▶ 擷取文本
* * * * * * *

用到hwc時,首先計算每一層Layer的可見區域在Display中的區域clip,如果Layer是Client合成,那麼直接調layer->draw
,將Layer中clip區域繪製到FBTarget上。如果不是Client合成,但是有其他Layer是Client合成時,需要將Layer在 FBTarget中對應的區域清理掉clearWithOpenGL,清理掉的區域HWC合成。最終,FBTarget的內容和HWC中的內容再合成爲最後的顯示數據。
沒有用到hwc時,直接調layer->draw
,將Layer中clip區域繪製到FBTarget上。
到此,doComposeSurfaces完成,這裏主要是處理和Client端合成相關的流程~
3.Display 交換Buffer
void DisplayDevice::swapBuffers(HWComposer& hwc) const {
if (hwc.hasClientComposition(mHwcDisplayId)) {
mSurface.swapBuffers();
}
status_t result = mDisplaySurface->advanceFrame();
if (result != NO_ERROR) {
ALOGE("[%s] failed pushing new frame to HWC: %d",
mDisplayName.string(), result);
}
}
如果有Client合成,調eglSwapBuffers交換Buffer
void Surface::swapBuffers() const {
if (!eglSwapBuffers(mEGLDisplay, mEGLSurface)) {
... ...
}
}
mDisplaySurface的advanceFrame方法,虛顯用的VirtualDisplaySurface,非虛顯用的FramebufferSurface。advanceFrame獲取 FBTarget 的數據,我們看非虛顯:
status_t FramebufferSurface::advanceFrame() {
uint32_t slot = 0;
sp<GraphicBuffer> buf;
sp<Fence> acquireFence(Fence::NO_FENCE);
android_dataspace_t dataspace = HAL_DATASPACE_UNKNOWN;
status_t result = nextBuffer(slot, buf, acquireFence, dataspace);
mDataSpace = dataspace;
if (result != NO_ERROR) {
ALOGE("error latching next FramebufferSurface buffer: %s (%d)",
strerror(-result), result);
}
return result;
}
主要在nextBuffer函數中完成:
status_t FramebufferSurface::nextBuffer(uint32_t& outSlot,
sp<GraphicBuffer>& outBuffer, sp<Fence>& outFence,
android_dataspace_t& outDataspace) {
Mutex::Autolock lock(mMutex);
BufferItem item;
status_t err = acquireBufferLocked(&item, 0);
... ...

* * * * * * *

▶ 給定要求 A
請將擷取文本中的這句話譯成英文:「到此,doComposeSurfaces完成,這裏主要是處理和Client端合成相關的流程~」

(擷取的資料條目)
* * * * * * *

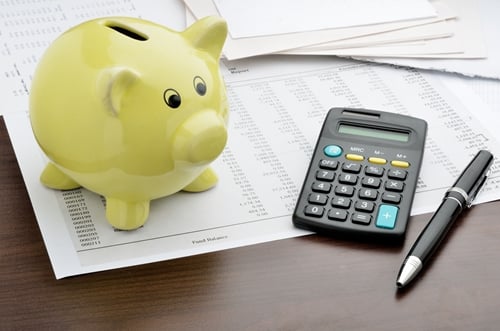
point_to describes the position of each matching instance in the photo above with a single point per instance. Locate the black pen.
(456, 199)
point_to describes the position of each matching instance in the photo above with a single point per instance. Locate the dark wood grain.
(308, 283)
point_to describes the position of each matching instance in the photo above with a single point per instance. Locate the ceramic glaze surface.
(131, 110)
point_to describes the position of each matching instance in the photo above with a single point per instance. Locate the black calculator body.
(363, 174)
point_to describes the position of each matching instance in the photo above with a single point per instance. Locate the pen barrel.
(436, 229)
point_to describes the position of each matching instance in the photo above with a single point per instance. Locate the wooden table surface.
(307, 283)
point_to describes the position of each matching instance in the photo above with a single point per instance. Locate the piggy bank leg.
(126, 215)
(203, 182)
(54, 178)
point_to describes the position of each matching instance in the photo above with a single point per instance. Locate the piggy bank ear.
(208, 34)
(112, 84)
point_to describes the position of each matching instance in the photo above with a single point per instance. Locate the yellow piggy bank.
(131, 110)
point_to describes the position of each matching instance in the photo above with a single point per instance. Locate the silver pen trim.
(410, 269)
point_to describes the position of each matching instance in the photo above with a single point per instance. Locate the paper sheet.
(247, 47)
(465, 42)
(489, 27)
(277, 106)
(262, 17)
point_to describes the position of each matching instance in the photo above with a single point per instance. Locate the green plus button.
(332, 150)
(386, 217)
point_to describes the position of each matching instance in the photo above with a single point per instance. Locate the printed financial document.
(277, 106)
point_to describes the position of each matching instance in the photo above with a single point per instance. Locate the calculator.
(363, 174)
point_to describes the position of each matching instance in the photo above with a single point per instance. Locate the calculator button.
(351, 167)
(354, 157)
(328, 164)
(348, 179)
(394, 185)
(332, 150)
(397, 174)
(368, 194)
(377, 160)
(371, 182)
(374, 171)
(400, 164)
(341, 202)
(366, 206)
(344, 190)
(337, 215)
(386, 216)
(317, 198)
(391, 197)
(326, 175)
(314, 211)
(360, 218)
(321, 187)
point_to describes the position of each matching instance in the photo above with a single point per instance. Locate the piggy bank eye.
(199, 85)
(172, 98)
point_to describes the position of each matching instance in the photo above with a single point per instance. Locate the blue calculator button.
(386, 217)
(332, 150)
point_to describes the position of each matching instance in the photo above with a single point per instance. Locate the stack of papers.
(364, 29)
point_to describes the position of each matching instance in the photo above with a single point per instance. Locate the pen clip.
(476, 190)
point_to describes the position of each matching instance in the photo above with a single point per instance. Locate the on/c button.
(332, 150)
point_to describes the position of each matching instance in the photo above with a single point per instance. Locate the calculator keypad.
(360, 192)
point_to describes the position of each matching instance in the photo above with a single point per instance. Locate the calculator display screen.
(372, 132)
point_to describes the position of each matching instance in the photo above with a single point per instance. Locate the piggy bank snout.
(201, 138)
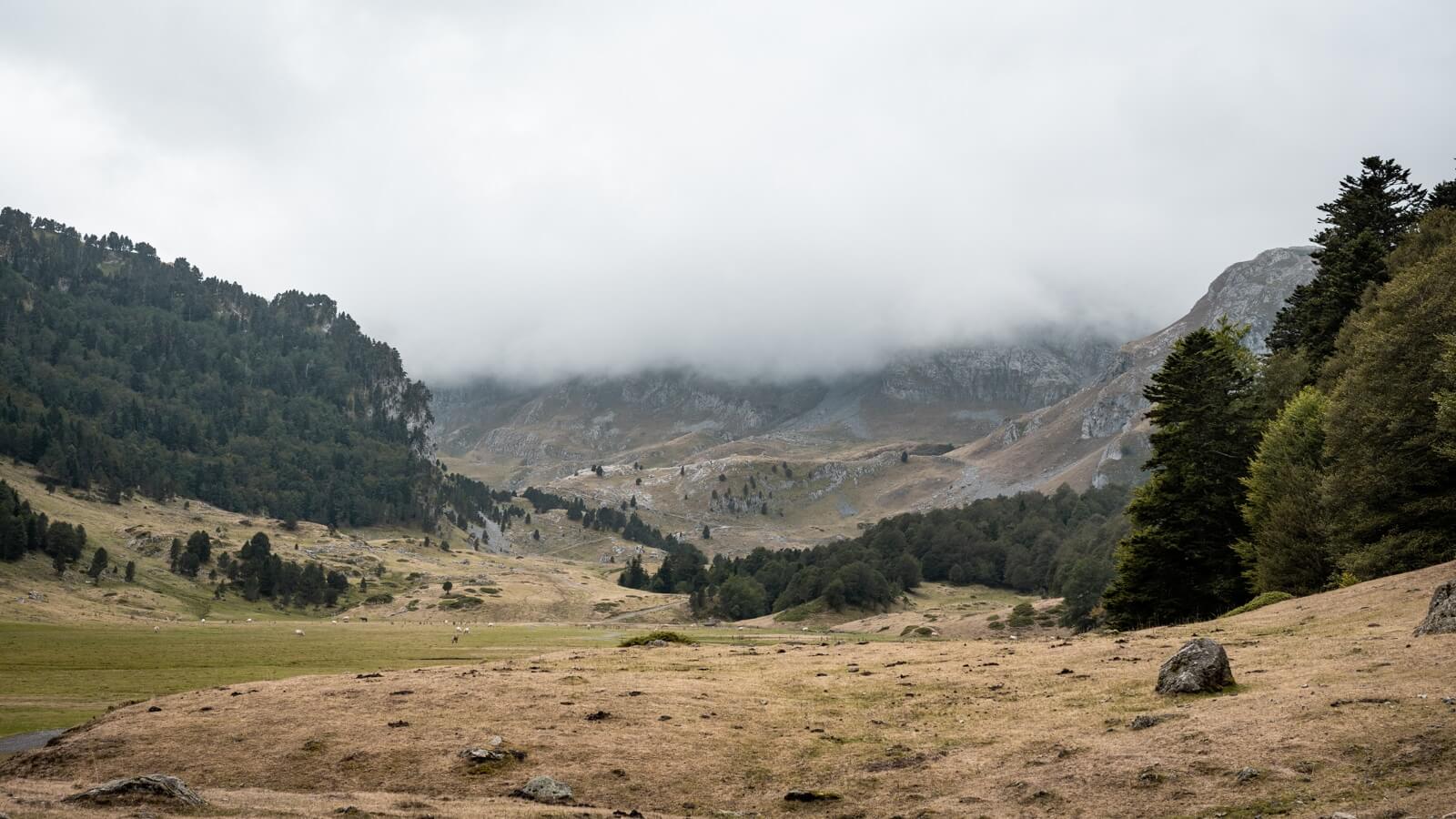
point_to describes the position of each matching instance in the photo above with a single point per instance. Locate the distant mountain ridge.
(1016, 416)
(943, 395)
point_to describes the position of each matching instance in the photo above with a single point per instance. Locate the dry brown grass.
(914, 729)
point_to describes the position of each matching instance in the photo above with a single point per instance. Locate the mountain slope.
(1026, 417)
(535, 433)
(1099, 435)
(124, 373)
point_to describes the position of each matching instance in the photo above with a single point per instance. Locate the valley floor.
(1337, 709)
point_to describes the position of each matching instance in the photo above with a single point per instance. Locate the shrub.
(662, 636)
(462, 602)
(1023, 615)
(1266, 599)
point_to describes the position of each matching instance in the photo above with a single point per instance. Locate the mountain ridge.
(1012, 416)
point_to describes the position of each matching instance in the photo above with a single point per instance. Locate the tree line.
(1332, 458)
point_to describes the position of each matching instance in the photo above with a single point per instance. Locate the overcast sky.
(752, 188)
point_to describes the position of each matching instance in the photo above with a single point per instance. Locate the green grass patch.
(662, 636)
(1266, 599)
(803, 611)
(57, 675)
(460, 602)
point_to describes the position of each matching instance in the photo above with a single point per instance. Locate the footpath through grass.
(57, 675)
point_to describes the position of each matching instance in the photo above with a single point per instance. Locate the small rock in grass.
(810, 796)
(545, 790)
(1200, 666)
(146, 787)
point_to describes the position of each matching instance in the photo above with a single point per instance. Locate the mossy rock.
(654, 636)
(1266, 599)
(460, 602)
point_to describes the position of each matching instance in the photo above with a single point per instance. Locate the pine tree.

* * * * * * *

▶ 給定要求 B
把資料列中從含有「the pen clip.」的那一行起,到含有「(1337, 709)」的那一行為止(首尾兩行都算在內),改寫成 Markdown 表格,兩欄名稱分別為「序號」與「內容」,空行略去。只需處理這些行,圖片不要放進回答。

▶ 任務回覆 A
At this point, doComposeSurfaces is complete; this part mainly handles the flow related to Client-side composition.

▶ 任務回覆 B
| 序號 | 內容 |
|---|---|
| 1 | point_to describes the position of each matching instance in the photo above with a single point per instance. Locate the pen clip. |
| 2 | (476, 190) |
| 3 | point_to describes the position of each matching instance in the photo above with a single point per instance. Locate the on/c button. |
| 4 | (332, 150) |
| 5 | point_to describes the position of each matching instance in the photo above with a single point per instance. Locate the calculator keypad. |
| 6 | (360, 192) |
| 7 | point_to describes the position of each matching instance in the photo above with a single point per instance. Locate the calculator display screen. |
| 8 | (372, 132) |
| 9 | point_to describes the position of each matching instance in the photo above with a single point per instance. Locate the piggy bank snout. |
| 10 | (201, 138) |
| 11 | point_to describes the position of each matching instance in the photo above with a single point per instance. Locate the distant mountain ridge. |
| 12 | (1016, 416) |
| 13 | (943, 395) |
| 14 | point_to describes the position of each matching instance in the photo above with a single point per instance. Locate the dry brown grass. |
| 15 | (914, 729) |
| 16 | point_to describes the position of each matching instance in the photo above with a single point per instance. Locate the mountain slope. |
| 17 | (1026, 417) |
| 18 | (535, 433) |
| 19 | (1099, 435) |
| 20 | (124, 373) |
| 21 | point_to describes the position of each matching instance in the photo above with a single point per instance. Locate the valley floor. |
| 22 | (1337, 709) |